*To do:*
a - List every protein that the silibinin passage says was analyzed by western blot in PMA-stimulated cells.
b - Answer these questions from the silibinin passage:
(i) By how much did the highest silibinin dose reduce ERK-1/2 expression?
(ii) Which protein served as the housekeeping reference for normalization?
(iii) With what stain were the cell nuclei shown in blue?
c - Continue the silibinin passage from its end.

The expressions of MAPK and other mediators regulating MMPs were examined to elucidate how silibinin influences the regulation of MMP-2 and MMP-9 expression and activity. The expression of ERK-1/2, p-p38, p-JNK (Fig. 4A), MMP-2, TIMP-1, and IL-1$\beta$ (Fig. 4B) were analyzed in PMA-stimulated cells with or without silibinin presence, by using western blot. The expression of ERK-1/2 was diminished by 27% only in the presence of the highest dose (25 $\mu$M) of silibinin, whereas p-p38 expression was inhibited at all doses tested, with values between 23% and 50%. In particular, the expression level of p-JNK was significantly higher than in the PMA-treated control group in the presence of silibinin at 10 $\mu$M, with values of 28%. Silibinin at all doses progressively inhibited the expression of MMP2, TIMP1 and IL-1$\beta$ and at the highest dose of 25 $\mu$M reduced the expression level of MMP-2 by 64%, TIMP-1 by 149% and IL-1$\beta$ by 91% compared to the PMA-stimulated group.

Fig. 4.

The effect of silibinin on the expression of proteins associated with invasion and metastasis in HT1080 cells. (A) Effects of silibinin on the expressions of ERK-1/2, p-p38, and p-JNK. (B) Effects of silibinin on the expressions of MMP-2, TIMP-1, and IL-1$\beta$. The level of protein expression in cell lysates was determined by western blot analysis using the indicated antibodies. Target proteins were normalized using the expression of $\beta$-actin as housekeeping reference. Data represent means $\pm$ SD from triplicate experiments. The level of significance between PMA groups and silibinin treatment groups was identified statistically (**p 0.01; ***, p 0.001) using ANOVA and post hoc (Duncan) test.

To investigate the effect of silibinin on the expression of metastasis-related proteins, immunofluorescence staining of MMP-2 was performed in PMA-stimulated HT1080 cells, with or without silibinin treatment. The cell’s nuclei were observed in blue color after being stained with DAPI. MMP-2 were stained with CY3 and displayed in red color. Silibinin treatment at 25 $\mu$M decreased the degrees of MMP-2 compared to the PMA-stimulated group (Fig. 5), thus confirming that silibinin at 25 $\mu$M could reduce MMP2 expression.

Fig. 5.

*Given information:*
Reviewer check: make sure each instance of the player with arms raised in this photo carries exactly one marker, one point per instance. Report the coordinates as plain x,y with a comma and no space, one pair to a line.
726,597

*Numbered responses:*
a - ERK-1/2, p-p38, p-JNK, MMP-2, TIMP-1, and IL-1β

b -
(i) By 27%, at 25 μM.
(ii) β-actin.
(iii) DAPI.

c -
The immunofluorescence staining analysis of MMP-2. HT1080 cells were treated with silibinin at 2.5, 5, 10, 15, 20, and 25 $\mu$M in the presence of PMA. Cells were detected with specific antibodies and counterstained with DAPI. The cells were observed at 200$\times$ of magnification using the iRiS™ Digital Cell Imaging System.

Tumor cells degrade collagen in the extracellular matrix to obtain more nutrients and make space to move into other tissues through blood vessels. Therefore, in this study, an invasion assay was performed using HT1080 cells stimulated with PMA, in order to evaluate the efficacy of silibinin in the inhibition of cell invasion. Paradoxically, though in line with data on cell growth and effects on MMP2, silibinin treatment at low doses promoted invasion, while at concentrations above 10 $\mu$M progressively diminished cell invasion (Fig. 6). Silibinin at 25 $\mu$M inhibited cell invasion by 73% compared to PMA-stimulated cells, thus supporting the effect of silibinin as inhibitor of cancer metastasis.

Fig. 6.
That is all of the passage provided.